**Requirement**
Reproduce the listing that follows, unchanged and complete.
*** Opening of Dataset ***
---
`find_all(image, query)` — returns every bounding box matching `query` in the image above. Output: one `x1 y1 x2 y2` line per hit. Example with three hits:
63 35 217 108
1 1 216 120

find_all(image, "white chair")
*** Close of Dataset ***
**Solved problem**
---
`find_all(image, query)` — returns every bounding box matching `query` in the image above. Output: one `x1 y1 x2 y2` line per hit. Example with three hits:
63 35 217 108
1 1 216 120

find_all(image, "white chair")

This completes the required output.